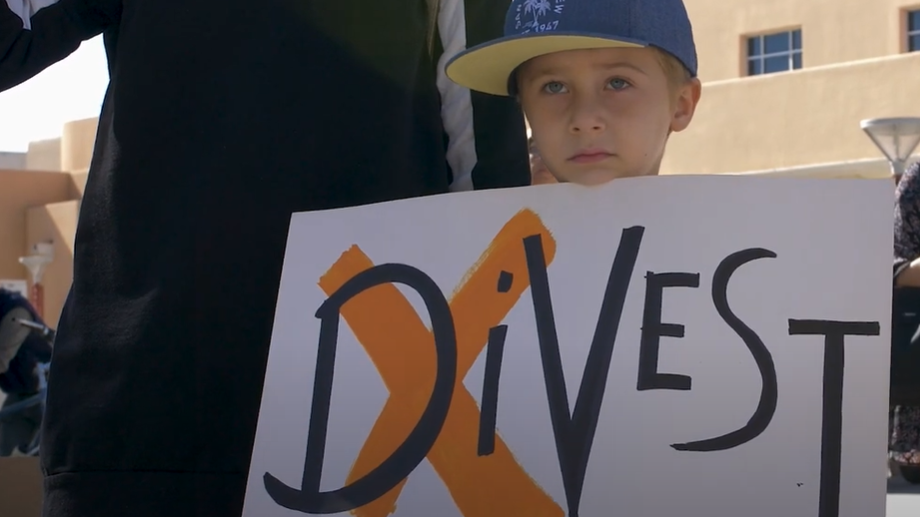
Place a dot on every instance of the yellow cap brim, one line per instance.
(487, 67)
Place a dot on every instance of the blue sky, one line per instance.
(69, 90)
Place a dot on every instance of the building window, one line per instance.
(913, 30)
(778, 52)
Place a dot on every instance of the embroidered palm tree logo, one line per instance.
(538, 8)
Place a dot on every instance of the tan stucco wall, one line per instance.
(44, 155)
(20, 191)
(833, 31)
(802, 117)
(54, 223)
(77, 141)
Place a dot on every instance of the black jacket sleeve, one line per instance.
(56, 32)
(487, 140)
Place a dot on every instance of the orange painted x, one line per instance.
(402, 349)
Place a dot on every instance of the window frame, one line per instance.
(793, 54)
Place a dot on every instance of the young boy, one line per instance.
(603, 83)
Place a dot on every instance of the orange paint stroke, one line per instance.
(385, 322)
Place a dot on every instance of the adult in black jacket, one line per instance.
(222, 118)
(21, 351)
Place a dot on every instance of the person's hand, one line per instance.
(910, 277)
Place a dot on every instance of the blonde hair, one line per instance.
(674, 70)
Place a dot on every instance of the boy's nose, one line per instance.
(586, 118)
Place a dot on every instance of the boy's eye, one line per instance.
(554, 87)
(618, 84)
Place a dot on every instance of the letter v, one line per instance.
(574, 432)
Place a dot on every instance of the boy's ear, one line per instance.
(688, 96)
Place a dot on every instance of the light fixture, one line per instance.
(895, 137)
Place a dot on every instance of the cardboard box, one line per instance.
(20, 487)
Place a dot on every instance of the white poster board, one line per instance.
(701, 346)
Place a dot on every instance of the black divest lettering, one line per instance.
(573, 430)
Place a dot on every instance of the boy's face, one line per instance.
(601, 114)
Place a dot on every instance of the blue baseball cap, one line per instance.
(537, 27)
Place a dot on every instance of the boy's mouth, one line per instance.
(590, 156)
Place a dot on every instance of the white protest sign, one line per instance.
(705, 346)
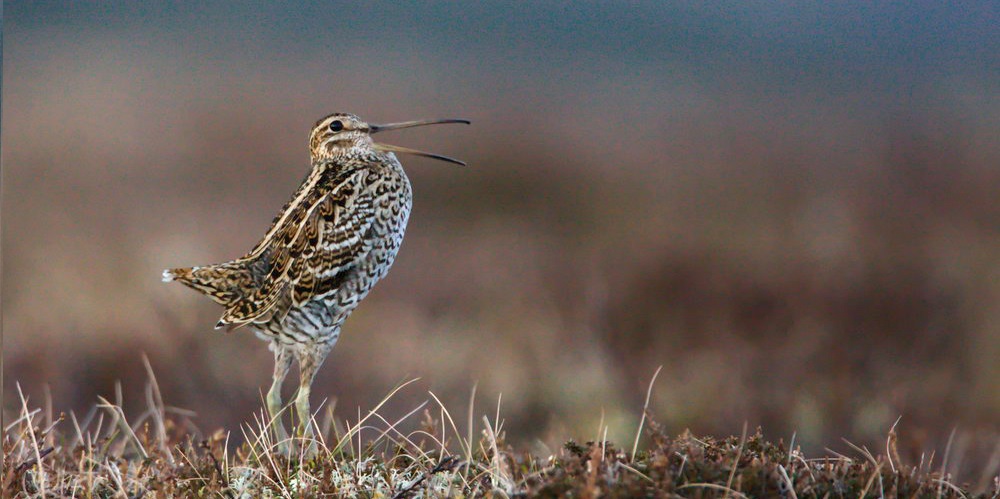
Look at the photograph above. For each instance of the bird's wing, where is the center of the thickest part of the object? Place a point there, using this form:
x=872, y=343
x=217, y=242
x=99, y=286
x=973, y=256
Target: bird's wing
x=318, y=238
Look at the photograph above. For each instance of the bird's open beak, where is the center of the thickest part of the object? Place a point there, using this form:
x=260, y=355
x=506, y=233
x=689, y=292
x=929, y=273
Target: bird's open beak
x=406, y=150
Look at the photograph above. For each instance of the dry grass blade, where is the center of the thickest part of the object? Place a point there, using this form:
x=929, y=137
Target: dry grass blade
x=713, y=486
x=645, y=407
x=736, y=462
x=788, y=481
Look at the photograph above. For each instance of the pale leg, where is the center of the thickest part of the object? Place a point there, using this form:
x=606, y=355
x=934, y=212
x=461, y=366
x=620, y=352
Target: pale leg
x=309, y=361
x=282, y=363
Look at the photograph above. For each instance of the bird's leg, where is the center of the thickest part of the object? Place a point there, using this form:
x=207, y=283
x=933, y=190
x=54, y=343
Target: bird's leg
x=309, y=361
x=282, y=362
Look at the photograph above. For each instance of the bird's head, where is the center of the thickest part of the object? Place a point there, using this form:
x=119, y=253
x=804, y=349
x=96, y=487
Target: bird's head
x=343, y=135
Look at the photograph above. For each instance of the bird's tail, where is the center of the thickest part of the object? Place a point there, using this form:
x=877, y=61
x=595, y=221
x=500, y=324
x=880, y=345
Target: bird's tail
x=222, y=282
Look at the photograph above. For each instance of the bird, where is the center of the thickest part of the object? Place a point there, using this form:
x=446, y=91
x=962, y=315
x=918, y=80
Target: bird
x=324, y=251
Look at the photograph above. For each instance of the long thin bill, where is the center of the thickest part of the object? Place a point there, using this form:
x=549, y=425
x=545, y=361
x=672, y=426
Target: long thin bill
x=411, y=124
x=406, y=150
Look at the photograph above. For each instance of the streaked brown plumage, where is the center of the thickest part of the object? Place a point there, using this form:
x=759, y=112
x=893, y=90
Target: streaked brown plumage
x=323, y=253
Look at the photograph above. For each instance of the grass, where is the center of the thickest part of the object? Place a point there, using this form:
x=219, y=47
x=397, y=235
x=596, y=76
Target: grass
x=424, y=454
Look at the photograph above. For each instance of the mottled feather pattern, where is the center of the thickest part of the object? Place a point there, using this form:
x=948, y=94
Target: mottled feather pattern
x=324, y=251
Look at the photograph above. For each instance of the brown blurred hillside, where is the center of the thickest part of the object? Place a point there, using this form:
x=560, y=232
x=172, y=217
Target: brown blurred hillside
x=814, y=261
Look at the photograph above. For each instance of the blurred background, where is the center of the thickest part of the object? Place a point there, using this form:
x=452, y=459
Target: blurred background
x=790, y=206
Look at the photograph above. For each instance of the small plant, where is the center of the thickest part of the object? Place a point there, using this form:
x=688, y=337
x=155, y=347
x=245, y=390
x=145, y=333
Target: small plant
x=161, y=454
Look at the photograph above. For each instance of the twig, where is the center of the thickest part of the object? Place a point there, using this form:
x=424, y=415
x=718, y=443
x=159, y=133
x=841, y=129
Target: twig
x=447, y=463
x=34, y=459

┄┄┄┄┄┄

WORK REQUEST
Quote the entries in full. Any image among them is to be omitted from the copy.

YOUR RESPONSE
Place a dot on every instance of the yellow cap brim, one line per instance.
(487, 67)
Place a dot on every instance of the blue sky, one line per instance.
(69, 90)
Place a dot on every instance of the building window, one line per instance.
(913, 30)
(778, 52)
Place a dot on every instance of the embroidered palm tree logo, one line per instance.
(538, 8)
Place a dot on every instance of the tan stucco wall, one line per instance.
(44, 155)
(20, 191)
(833, 31)
(802, 117)
(54, 223)
(77, 141)
Place a dot on every instance of the black jacket sleeve, one line per instance.
(56, 32)
(487, 140)
Place a dot on every instance of the orange painted x, one line per instance.
(402, 349)
Place a dot on every instance of the window frame, one line per instance.
(793, 54)
Place a dot on every instance of the young boy, one line per instance.
(603, 83)
Place a dot on every instance of the orange paint stroke, one line per instance.
(385, 322)
Place a dot on every instance of the adult in black jacket, one line per instance.
(222, 118)
(21, 351)
Place a dot on every instance of the person's hand, one line per instance.
(910, 277)
Place a dot on every instance of the blonde hair, one line per instance.
(674, 70)
Place a dot on every instance of the boy's nose, one line per instance.
(586, 118)
Place a dot on every instance of the boy's eye, one line per instance.
(554, 87)
(618, 84)
Place a dot on every instance of the letter v, one line per instance.
(574, 432)
Place a dot on every instance of the boy's ear, one line per instance.
(688, 96)
Place a dot on every instance of the light fixture, one line per instance.
(895, 137)
Place a dot on every instance of the cardboard box, one line per instance.
(20, 487)
Place a dot on every instance of the white poster board, one line per instance.
(701, 346)
Place a dot on every instance of the black divest lettering, one line per instance.
(573, 430)
Place a dot on every instance of the boy's face, one line per instance.
(601, 114)
Place a dot on every instance of the blue baseball cap, one line per instance.
(537, 27)
Place a dot on every instance of the boy's mouth, one line per instance.
(590, 156)
Place a dot on every instance of the white protest sign, one line per instance.
(705, 346)
Look at the photograph above. For each instance of the bird's wing, where is the center of the thickest part of the object? Place a point there, using this form:
x=872, y=343
x=217, y=242
x=99, y=286
x=973, y=256
Target: bird's wing
x=318, y=238
Look at the photograph above. For each instance of the bird's open beak, where is the center of the thickest part of the object? Place a point there, using this form:
x=260, y=355
x=506, y=233
x=689, y=292
x=929, y=273
Target: bird's open beak
x=406, y=150
Look at the photograph above. For each instance of the dry grass blade, where is the center of the thickest part of the object? Place a point there, using this form:
x=929, y=137
Target: dry grass blade
x=713, y=486
x=645, y=407
x=736, y=462
x=788, y=481
Look at the photograph above. For each instance of the pale leg, where is the center of the thickest part of the object? Place a point there, using this form:
x=606, y=355
x=934, y=212
x=461, y=366
x=620, y=352
Target: pale leg
x=309, y=361
x=282, y=363
Look at the photograph above. For each instance of the bird's leg, where is the center of the thickest part of the object? Place a point there, using this form:
x=207, y=283
x=933, y=190
x=54, y=343
Target: bird's leg
x=309, y=361
x=282, y=362
Look at the photograph above. For each instance of the bird's head, where is the center of the thickest part of the object? Place a point there, using this form:
x=119, y=253
x=804, y=349
x=96, y=487
Target: bird's head
x=343, y=135
Look at the photograph above. For each instance of the bird's tail, where is the center of the thickest part of the object? Place a point there, using this form:
x=877, y=61
x=595, y=221
x=500, y=324
x=880, y=345
Target: bird's tail
x=222, y=282
Look at the photograph above. For each instance of the bird, where is the center of the thickest part of the object? Place a point there, using this form:
x=446, y=91
x=962, y=315
x=918, y=80
Target: bird
x=324, y=251
Look at the photograph above. For each instance of the long thin bill, where is the center of the thickest part of the object? Place a point there, using this form:
x=549, y=425
x=545, y=361
x=672, y=426
Target: long thin bill
x=411, y=124
x=406, y=150
Look at the photograph above. For each instance of the streaked brown plumage, where is the center of the thickest part of the object? Place a point there, using this form:
x=759, y=112
x=893, y=90
Target: streaked brown plumage
x=323, y=253
Look at the photograph above. For each instance of the grass, where is the center of the thickest part of the object? Place a point there, using this form:
x=219, y=47
x=397, y=235
x=596, y=76
Target: grass
x=424, y=454
Look at the photograph above. For each instance of the mottled feather pattern, where is the center of the thickest part of the object? Place a point there, using this form:
x=948, y=94
Target: mottled feather pattern
x=324, y=251
Look at the photograph above. For each instance of the brown blurred hillside, where is the center of the thickest part of the object? Place a point there, using this form:
x=560, y=232
x=172, y=217
Target: brown blurred hillside
x=814, y=261
Look at the photograph above. For each instance of the blurred background, where is the center of the thickest part of the object? Place a point there, using this form:
x=452, y=459
Target: blurred background
x=790, y=206
Look at the photograph above. For each instance of the small plant, where is the center of the thickest part of the object? Place a point there, using this form:
x=688, y=337
x=155, y=347
x=245, y=390
x=145, y=333
Target: small plant
x=161, y=454
Look at the photograph above. For each instance of the twig, where is the center of the thickest part of the object? Place a point there, using this form:
x=424, y=415
x=718, y=443
x=159, y=133
x=841, y=129
Target: twig
x=447, y=463
x=34, y=459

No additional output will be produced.